** begin **

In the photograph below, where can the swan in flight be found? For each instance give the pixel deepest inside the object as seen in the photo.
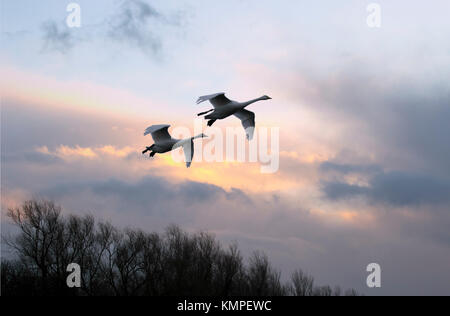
(165, 143)
(224, 107)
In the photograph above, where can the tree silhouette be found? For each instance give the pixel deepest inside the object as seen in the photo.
(133, 262)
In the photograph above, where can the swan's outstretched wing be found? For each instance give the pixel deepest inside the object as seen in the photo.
(188, 149)
(160, 133)
(216, 99)
(248, 122)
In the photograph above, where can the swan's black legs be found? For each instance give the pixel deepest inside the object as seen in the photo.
(205, 112)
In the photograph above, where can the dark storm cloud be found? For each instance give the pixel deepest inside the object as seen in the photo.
(405, 117)
(57, 38)
(395, 189)
(151, 193)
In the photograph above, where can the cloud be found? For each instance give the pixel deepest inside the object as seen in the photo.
(329, 166)
(57, 38)
(133, 25)
(68, 153)
(394, 188)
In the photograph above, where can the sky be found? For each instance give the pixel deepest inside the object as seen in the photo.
(364, 173)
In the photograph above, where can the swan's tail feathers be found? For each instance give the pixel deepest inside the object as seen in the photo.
(148, 148)
(206, 112)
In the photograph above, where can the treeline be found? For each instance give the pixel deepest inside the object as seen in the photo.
(133, 262)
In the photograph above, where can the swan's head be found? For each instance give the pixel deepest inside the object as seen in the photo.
(201, 136)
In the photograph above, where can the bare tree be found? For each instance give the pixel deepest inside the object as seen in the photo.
(133, 262)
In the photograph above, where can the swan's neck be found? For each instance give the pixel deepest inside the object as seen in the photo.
(252, 101)
(198, 136)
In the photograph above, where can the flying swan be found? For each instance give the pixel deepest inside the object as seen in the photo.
(165, 143)
(224, 107)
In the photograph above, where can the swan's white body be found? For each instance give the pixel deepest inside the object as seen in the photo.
(224, 107)
(165, 143)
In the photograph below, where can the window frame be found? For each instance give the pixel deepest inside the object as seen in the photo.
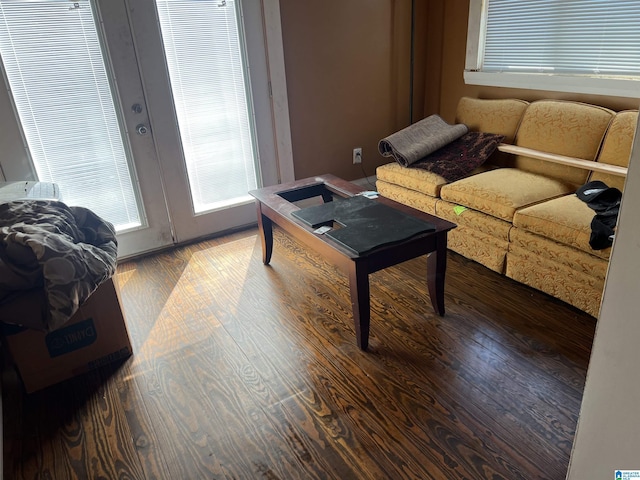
(586, 84)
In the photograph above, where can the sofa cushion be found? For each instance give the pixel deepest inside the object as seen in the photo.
(491, 115)
(581, 290)
(503, 191)
(566, 220)
(478, 221)
(478, 246)
(521, 241)
(616, 148)
(406, 196)
(412, 178)
(571, 129)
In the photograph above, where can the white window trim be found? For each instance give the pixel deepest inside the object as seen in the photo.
(586, 84)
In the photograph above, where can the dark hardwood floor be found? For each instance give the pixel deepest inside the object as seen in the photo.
(243, 371)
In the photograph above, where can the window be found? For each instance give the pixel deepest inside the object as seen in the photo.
(53, 62)
(202, 42)
(583, 46)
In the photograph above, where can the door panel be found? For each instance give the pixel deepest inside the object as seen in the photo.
(141, 88)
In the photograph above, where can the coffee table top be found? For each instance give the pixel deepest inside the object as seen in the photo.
(280, 199)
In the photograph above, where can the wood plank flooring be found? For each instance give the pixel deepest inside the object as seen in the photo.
(246, 371)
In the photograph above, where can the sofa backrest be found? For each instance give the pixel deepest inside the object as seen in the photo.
(616, 147)
(572, 129)
(491, 115)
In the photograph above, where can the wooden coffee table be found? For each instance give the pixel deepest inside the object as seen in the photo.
(276, 203)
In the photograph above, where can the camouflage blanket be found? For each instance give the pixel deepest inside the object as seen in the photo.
(67, 251)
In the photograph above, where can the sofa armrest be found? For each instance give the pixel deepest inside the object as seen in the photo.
(564, 160)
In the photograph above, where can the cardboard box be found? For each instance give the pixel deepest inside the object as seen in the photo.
(96, 335)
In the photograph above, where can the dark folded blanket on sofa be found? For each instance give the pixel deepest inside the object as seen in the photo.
(415, 142)
(460, 157)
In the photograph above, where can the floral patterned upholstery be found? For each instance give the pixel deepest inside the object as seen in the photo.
(419, 201)
(491, 116)
(524, 220)
(616, 148)
(565, 128)
(501, 192)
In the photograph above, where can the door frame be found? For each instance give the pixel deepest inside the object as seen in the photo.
(261, 26)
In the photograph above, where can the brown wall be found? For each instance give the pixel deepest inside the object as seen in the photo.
(347, 66)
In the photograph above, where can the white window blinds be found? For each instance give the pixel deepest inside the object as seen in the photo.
(204, 51)
(53, 61)
(576, 37)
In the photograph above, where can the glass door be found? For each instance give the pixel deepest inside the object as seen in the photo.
(205, 73)
(69, 110)
(143, 111)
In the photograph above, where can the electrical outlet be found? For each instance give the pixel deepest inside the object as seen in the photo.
(357, 155)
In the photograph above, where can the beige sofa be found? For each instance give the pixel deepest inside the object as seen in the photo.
(518, 214)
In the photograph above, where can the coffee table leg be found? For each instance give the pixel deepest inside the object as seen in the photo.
(265, 226)
(436, 268)
(359, 289)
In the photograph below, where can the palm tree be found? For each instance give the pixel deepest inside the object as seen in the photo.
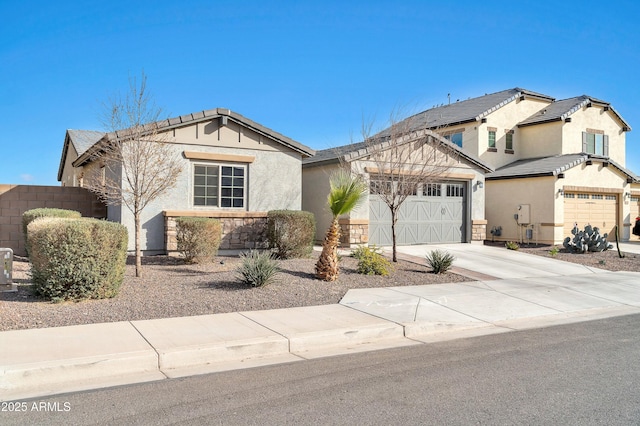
(347, 192)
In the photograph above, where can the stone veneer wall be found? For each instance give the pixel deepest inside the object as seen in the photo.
(240, 230)
(16, 199)
(478, 230)
(353, 232)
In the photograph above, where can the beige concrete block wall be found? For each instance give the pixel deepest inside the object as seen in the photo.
(240, 230)
(16, 199)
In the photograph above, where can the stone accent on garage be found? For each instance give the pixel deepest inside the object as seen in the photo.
(240, 230)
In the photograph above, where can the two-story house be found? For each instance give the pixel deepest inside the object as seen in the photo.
(556, 163)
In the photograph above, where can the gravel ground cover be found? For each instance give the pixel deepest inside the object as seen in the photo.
(170, 288)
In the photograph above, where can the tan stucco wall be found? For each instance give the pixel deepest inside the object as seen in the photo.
(504, 119)
(605, 180)
(315, 189)
(541, 140)
(594, 118)
(504, 197)
(547, 205)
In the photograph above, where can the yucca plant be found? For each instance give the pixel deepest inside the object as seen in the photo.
(346, 193)
(440, 261)
(257, 268)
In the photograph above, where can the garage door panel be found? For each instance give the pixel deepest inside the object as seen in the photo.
(421, 219)
(595, 209)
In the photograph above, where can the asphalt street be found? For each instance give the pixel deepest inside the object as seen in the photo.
(577, 374)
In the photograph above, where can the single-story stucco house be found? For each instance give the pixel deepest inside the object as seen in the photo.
(235, 170)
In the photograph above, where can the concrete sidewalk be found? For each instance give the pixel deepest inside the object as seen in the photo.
(50, 361)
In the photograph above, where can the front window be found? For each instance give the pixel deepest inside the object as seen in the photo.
(219, 186)
(455, 138)
(492, 139)
(509, 141)
(595, 143)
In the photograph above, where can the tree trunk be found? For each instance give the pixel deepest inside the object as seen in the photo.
(136, 216)
(394, 256)
(327, 266)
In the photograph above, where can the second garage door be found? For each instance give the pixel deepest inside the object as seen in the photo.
(595, 209)
(435, 214)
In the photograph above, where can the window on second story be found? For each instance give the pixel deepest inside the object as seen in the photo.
(595, 143)
(492, 139)
(455, 138)
(509, 141)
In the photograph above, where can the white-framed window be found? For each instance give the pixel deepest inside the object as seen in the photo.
(432, 190)
(595, 143)
(509, 141)
(492, 139)
(219, 185)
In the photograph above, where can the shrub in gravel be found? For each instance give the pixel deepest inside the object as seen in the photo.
(371, 261)
(33, 214)
(198, 238)
(440, 261)
(257, 268)
(291, 233)
(74, 259)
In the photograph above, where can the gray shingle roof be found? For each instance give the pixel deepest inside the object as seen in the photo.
(355, 151)
(82, 140)
(466, 111)
(561, 110)
(200, 116)
(550, 166)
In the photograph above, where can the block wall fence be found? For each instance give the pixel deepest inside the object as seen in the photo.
(16, 199)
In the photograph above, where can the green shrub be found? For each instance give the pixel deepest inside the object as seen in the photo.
(440, 261)
(33, 214)
(512, 245)
(198, 238)
(74, 259)
(257, 268)
(291, 233)
(371, 261)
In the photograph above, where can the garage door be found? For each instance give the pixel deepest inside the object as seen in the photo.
(595, 209)
(435, 214)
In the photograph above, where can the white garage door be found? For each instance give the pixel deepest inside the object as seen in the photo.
(595, 209)
(435, 214)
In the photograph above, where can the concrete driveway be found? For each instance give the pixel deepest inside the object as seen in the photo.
(499, 262)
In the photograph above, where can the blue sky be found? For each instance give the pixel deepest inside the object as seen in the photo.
(310, 70)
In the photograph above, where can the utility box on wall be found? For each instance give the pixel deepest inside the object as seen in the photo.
(524, 214)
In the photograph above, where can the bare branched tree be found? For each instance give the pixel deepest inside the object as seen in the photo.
(134, 163)
(402, 160)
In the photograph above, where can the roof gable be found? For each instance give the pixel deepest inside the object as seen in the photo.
(470, 110)
(551, 166)
(563, 109)
(356, 151)
(222, 114)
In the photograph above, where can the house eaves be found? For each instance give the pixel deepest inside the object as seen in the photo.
(360, 150)
(552, 166)
(223, 114)
(563, 109)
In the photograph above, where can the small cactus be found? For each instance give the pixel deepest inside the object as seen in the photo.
(588, 240)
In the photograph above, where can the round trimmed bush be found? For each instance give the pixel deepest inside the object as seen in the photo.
(198, 238)
(291, 233)
(74, 259)
(33, 214)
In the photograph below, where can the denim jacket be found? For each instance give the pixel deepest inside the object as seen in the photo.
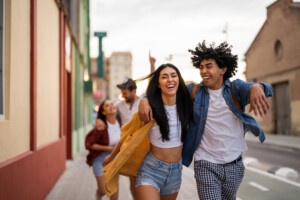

** end **

• _Task statement_: Pick out every line of the material above that contains the word "block", matching case exactly, and copy each one.

• _Result for this exercise_:
In the photograph above, where can the beige concrete block wall be found? For each instance give the pixel deepest inside the object as seen in the photo.
In the photograph above, where can the block wall fence be found? For each instance give the pixel deepest inside the object as seen in the photo.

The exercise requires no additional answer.